● EXERCISE: Copy out the data from its first line through the line containing "14], [28, 15]]", including both of those lines.

(Source records)

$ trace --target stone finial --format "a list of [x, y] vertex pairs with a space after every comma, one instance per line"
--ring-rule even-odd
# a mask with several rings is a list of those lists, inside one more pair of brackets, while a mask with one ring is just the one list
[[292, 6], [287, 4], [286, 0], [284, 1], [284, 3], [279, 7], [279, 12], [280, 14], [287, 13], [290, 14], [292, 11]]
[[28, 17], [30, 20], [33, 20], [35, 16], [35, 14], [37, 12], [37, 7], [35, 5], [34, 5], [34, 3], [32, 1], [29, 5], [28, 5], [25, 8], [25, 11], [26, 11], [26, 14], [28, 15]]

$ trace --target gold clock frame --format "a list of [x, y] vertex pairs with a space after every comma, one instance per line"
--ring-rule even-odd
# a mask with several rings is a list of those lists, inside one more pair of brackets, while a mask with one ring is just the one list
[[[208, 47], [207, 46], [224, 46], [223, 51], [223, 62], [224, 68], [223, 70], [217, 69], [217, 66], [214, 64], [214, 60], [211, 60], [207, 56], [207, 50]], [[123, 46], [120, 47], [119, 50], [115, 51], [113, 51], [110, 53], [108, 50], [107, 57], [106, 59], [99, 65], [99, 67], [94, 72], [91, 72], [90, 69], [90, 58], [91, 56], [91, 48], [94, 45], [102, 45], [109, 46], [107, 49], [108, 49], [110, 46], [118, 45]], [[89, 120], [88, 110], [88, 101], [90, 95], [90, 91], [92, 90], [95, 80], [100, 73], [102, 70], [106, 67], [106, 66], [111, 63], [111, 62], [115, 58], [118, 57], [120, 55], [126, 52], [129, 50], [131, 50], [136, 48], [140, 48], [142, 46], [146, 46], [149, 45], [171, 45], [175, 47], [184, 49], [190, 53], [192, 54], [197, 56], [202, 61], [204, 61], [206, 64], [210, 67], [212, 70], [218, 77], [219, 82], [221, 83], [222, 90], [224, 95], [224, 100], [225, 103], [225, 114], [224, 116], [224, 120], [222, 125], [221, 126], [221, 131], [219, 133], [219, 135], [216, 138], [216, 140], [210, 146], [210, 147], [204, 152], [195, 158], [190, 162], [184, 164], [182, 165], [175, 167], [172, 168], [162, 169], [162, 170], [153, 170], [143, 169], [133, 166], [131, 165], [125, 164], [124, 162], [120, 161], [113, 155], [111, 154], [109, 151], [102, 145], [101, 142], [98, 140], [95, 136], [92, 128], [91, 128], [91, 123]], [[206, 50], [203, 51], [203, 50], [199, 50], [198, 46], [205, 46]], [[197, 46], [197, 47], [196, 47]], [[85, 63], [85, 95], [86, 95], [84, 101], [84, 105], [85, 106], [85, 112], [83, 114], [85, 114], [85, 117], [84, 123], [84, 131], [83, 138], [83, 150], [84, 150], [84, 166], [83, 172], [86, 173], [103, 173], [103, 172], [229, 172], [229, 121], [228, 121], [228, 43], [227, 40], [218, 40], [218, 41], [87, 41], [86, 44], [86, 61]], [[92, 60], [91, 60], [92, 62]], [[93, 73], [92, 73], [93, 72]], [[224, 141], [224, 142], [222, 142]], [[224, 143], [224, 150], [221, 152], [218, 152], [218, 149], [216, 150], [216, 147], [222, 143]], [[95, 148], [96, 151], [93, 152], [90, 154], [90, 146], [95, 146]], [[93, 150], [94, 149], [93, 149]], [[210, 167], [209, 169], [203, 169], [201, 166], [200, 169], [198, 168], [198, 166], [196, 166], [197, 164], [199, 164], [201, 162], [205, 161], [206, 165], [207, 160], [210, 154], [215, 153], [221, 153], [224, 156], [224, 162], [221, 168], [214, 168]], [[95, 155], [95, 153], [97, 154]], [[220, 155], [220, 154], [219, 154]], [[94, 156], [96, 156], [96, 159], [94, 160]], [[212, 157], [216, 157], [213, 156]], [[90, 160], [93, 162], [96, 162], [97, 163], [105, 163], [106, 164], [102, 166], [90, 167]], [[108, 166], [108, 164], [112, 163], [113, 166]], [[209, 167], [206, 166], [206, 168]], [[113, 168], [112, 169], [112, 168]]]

● EXERCISE RESULT:
$ trace --target stone finial --format "a list of [x, y] vertex pairs with a space after every comma, one instance per line"
--ring-rule even-odd
# a mask with several rings is a list of those lists, inside one more pair of brackets, while a mask with one ring is just the one list
[[292, 6], [287, 4], [286, 0], [284, 1], [284, 3], [279, 7], [279, 12], [280, 14], [287, 13], [290, 14], [292, 11]]
[[28, 17], [30, 20], [33, 20], [35, 16], [35, 14], [37, 12], [37, 7], [35, 5], [34, 5], [34, 3], [32, 1], [29, 5], [28, 5], [25, 8], [25, 11], [26, 11], [26, 14], [28, 15]]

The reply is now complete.